- [What you will do]
Express every line of the records below as a JSON list of strings, one string per line, omitting any blank lines.

- [Data supplied]

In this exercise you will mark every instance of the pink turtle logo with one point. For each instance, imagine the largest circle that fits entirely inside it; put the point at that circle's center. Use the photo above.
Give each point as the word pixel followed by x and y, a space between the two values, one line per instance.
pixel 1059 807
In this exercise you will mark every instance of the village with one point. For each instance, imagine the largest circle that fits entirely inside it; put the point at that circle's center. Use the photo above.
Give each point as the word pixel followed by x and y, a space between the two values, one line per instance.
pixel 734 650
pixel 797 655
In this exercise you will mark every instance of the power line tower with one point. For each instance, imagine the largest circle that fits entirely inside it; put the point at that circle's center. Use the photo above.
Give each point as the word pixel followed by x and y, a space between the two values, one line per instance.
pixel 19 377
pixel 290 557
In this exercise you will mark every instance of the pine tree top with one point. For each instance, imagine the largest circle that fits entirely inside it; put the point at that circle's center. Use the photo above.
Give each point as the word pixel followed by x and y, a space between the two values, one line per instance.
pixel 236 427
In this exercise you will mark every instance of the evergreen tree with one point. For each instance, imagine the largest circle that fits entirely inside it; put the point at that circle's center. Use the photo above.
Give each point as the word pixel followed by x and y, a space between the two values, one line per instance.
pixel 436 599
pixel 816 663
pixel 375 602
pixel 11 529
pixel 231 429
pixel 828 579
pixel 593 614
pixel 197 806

- [Complete answer]
[
  "In this exercise you will mark every instance of the pink turtle logo with one point. For each instance, imagine the largest circle that fits entirely inside it; put the point at that circle's center. Use the photo above.",
  "Give each point as the word pixel followed by x and y, a space between the two values, one line per instance.",
  "pixel 1059 807",
  "In this exercise you will mark every instance of the village with one point. For each instance, imagine the largest circle that fits entirely inside it; put the point at that circle's center. Use the photo above.",
  "Give each point as the word pixel followed by x and y, a space between the two values, one line per instance.",
  "pixel 734 650",
  "pixel 797 655",
  "In this exercise you will mark every instance of the power line tower with one point. For each instance, imagine the largest circle that fits entirely inside it; put the point at that circle's center. Use the photo above.",
  "Give each point as the word pixel followed by x and y, a space between the two values, one line per instance.",
  "pixel 19 377",
  "pixel 290 557",
  "In this exercise you will mark every instance of the pine tree top with one point. For each instance, imagine the largest circle that fits entirely inside it; put the point at that circle's center. Use the photo above.",
  "Give each point as the word pixel followed by x and y, a space between the two values, one line per instance.",
  "pixel 236 427",
  "In this exercise you will mark every instance of the evergreen tree with one point. For each instance, imagine the largest circle that fits entirely inside it; put the point at that circle's center. Use the photo above.",
  "Give each point as the word pixel followed by x and y, a space between the two values, one line per instance.",
  "pixel 436 599",
  "pixel 816 663",
  "pixel 375 602",
  "pixel 11 529",
  "pixel 231 429",
  "pixel 828 579",
  "pixel 593 614",
  "pixel 197 806"
]